Brief
Rewrite every line of the material below, requests included, from the line with "find the teeth in the photo above" through the end of the material, and add -54 to each number in the answer coordinates. Leave the requests and their format samples unchanged.

Available data

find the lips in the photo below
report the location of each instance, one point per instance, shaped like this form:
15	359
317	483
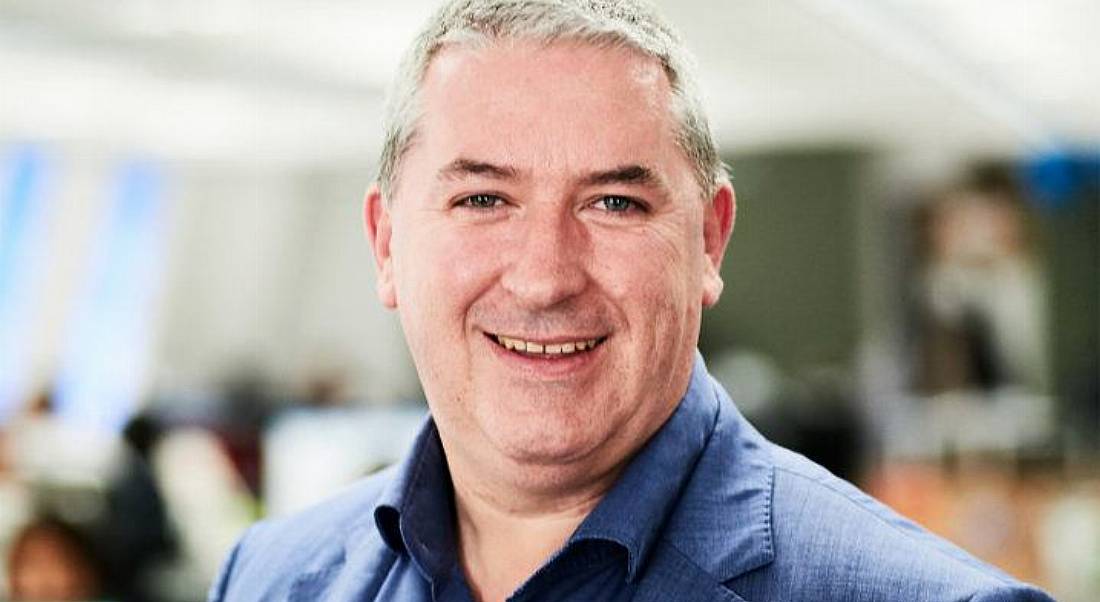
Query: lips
559	348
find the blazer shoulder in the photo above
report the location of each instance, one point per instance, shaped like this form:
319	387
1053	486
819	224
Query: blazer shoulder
834	542
273	553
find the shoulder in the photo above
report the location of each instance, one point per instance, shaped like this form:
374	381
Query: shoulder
833	542
273	553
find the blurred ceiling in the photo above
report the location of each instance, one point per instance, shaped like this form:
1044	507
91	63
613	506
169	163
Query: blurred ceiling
300	83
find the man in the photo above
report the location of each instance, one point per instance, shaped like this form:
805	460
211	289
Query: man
549	223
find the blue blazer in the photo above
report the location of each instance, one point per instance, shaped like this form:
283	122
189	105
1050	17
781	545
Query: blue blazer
754	522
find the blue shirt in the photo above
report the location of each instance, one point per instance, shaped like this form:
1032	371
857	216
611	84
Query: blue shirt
707	511
602	560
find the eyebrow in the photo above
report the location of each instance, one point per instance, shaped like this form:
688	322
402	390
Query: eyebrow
624	174
463	167
633	174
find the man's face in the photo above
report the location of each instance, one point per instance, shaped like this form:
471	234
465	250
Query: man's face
545	204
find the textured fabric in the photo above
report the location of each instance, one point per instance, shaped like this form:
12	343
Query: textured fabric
708	510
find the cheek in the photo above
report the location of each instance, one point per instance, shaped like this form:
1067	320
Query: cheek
653	272
439	270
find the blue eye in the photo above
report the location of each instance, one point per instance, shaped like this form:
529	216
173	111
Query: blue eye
481	201
615	204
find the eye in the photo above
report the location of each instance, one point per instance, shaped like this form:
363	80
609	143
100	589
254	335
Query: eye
481	201
616	204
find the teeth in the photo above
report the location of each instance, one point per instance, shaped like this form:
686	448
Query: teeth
561	349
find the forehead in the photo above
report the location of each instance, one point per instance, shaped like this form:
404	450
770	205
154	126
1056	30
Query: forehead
559	106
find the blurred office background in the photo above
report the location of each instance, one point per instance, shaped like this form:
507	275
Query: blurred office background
189	337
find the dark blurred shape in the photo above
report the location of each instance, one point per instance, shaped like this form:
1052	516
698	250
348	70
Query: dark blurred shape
818	417
249	403
50	559
134	535
326	390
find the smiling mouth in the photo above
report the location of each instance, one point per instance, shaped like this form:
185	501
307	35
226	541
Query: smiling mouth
547	350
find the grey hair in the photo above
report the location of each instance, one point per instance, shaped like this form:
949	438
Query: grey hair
604	23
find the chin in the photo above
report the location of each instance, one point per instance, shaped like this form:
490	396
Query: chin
546	444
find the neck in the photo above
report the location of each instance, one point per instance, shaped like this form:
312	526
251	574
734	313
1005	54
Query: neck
506	533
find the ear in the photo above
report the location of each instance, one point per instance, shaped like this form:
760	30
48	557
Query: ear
718	217
378	228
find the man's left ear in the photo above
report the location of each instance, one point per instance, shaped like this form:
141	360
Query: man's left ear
718	217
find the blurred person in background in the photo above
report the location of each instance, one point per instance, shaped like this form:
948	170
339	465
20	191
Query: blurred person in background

Exercise output
find the teeth in the photo above
report the location of each instance, one point per instance, shaped like this form:
686	448
Query: teeth
507	295
find the forehead in the photo above
report the location of each instance, one point per instance, shaped like this form:
404	450
770	205
154	126
1056	30
Query: forehead
505	52
find the blurred office background in the photo above
report the location of each instance, one point per instance, shaped like this form:
507	275
Query: blurred office background
135	283
find the dark blurred shape in the photo above
report the location of each instance, one point per instance, shaped like this form:
1052	516
698	250
348	70
Query: dark blurred shape
764	363
195	349
-4	505
80	481
272	336
find the smiling mouth in the photo above
report the location of each instance, one point per instance, shaped like this form:
185	501
307	35
226	541
Query: smiling mouth
493	296
find the grey hair in the photo above
report the location of each instance, one point per instance, shaped like this form:
949	438
Query: grey hair
550	-31
find the chin in the photo above
report the location of each instance, one point per instance, shaped like this form:
490	396
Query: chin
492	390
find the neck in the photo above
report the location of each instance, one point per instance, shaped like this form:
312	526
251	574
734	313
1005	54
Query: neck
452	479
find the ear in the photo above
report the location of each instance, one point per instance, shaped like this form:
760	30
48	557
Query: ear
664	163
324	174
find the man's left ear in the photo above
report the location of each instance, one point per instance, shaped like this form:
141	360
Query: man's left ear
664	163
find the blurred person in background in the photo above
report the location of each instance, one point per instance, shaped like this form:
948	170
339	465
20	191
Query: blurred person in background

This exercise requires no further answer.